Output every line of the material below as a numbered list, leaving out any blank lines.

Dataset excerpt:
------------------------------
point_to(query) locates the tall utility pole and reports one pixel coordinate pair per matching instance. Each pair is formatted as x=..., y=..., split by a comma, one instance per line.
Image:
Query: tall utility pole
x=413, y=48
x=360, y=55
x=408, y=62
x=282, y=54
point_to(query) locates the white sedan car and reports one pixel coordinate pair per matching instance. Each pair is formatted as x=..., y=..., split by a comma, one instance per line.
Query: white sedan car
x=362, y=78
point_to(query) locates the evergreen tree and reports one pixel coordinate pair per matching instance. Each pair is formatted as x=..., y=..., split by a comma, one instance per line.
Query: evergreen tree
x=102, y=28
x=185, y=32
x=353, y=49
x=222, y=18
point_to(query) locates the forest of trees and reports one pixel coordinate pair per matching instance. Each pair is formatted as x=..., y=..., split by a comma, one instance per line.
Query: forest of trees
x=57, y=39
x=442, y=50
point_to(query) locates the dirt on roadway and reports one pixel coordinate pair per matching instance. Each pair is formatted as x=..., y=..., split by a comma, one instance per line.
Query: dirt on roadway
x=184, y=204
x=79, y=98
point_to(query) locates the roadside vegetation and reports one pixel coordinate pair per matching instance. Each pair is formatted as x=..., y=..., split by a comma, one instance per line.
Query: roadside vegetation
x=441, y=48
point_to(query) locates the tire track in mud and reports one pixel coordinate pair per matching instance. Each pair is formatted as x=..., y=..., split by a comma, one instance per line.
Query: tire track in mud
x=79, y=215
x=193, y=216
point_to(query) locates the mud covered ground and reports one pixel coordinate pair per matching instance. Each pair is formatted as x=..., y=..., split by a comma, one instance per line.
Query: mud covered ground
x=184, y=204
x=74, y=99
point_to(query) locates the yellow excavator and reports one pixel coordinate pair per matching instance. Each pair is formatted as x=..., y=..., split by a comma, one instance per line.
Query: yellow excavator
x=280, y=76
------------------------------
**Worked solution:**
1. point_to(query) locates the tall utility pole and reports one pixel coordinate pair per matching instance. Each pair is formatted as x=..., y=..., split by a comma, one instance per line.
2. Image:
3. Query: tall utility pole
4. x=413, y=48
5. x=360, y=55
6. x=408, y=62
7. x=282, y=54
8. point_to(query) locates the white sedan car and reports one pixel coordinate pair per matching instance. Each pair is formatted as x=..., y=..., split by a comma, one instance per line.
9. Query: white sedan car
10. x=362, y=78
11. point_to(query) locates the evergreen tree and reports one pixel coordinate pair per matching instance. Each pair is formatted as x=..., y=..., split by a comma, one instance per line.
12. Query: evergreen tree
13. x=102, y=28
14. x=185, y=32
15. x=353, y=49
16. x=222, y=18
17. point_to(query) locates the forest of trees and reports one pixel coordinate pair per matching instance. Each pair is formatted as x=..., y=..., split by a comma, one instance per line.
18. Query: forest of trees
19. x=57, y=39
20. x=442, y=50
21. point_to(query) locates the dirt on roadway and reports one pixel coordinate pair per matching instance. Each pair is formatted as x=..., y=..., split by a comma, one instance per line.
22. Query: dirt on roadway
23. x=184, y=204
24. x=79, y=98
25. point_to(query) locates the roadside vegetation and reports one pixel coordinate pair per matching instance. Each pair is formatted as x=..., y=..., split by a comma, one instance per line.
26. Query: roadside vegetation
27. x=441, y=48
28. point_to(query) locates the tire track in mud and reports one pixel coordinate pair per matching instance. Each pair is formatted as x=..., y=..., split by a comma, one instance per line.
29. Query: tire track in mud
30. x=79, y=215
31. x=193, y=216
32. point_to(query) locates the mud covered ground and reports one pixel coordinate pair per matching instance. Each pair is formatted as x=..., y=..., split by a comma, one instance per line.
33. Query: mud covered ground
34. x=184, y=204
35. x=74, y=99
36. point_to(query) locates the yellow excavator and reports one pixel coordinate pair per matching instance. Each pair is formatted as x=..., y=..., split by a comma, one instance per line.
37. Query: yellow excavator
38. x=280, y=76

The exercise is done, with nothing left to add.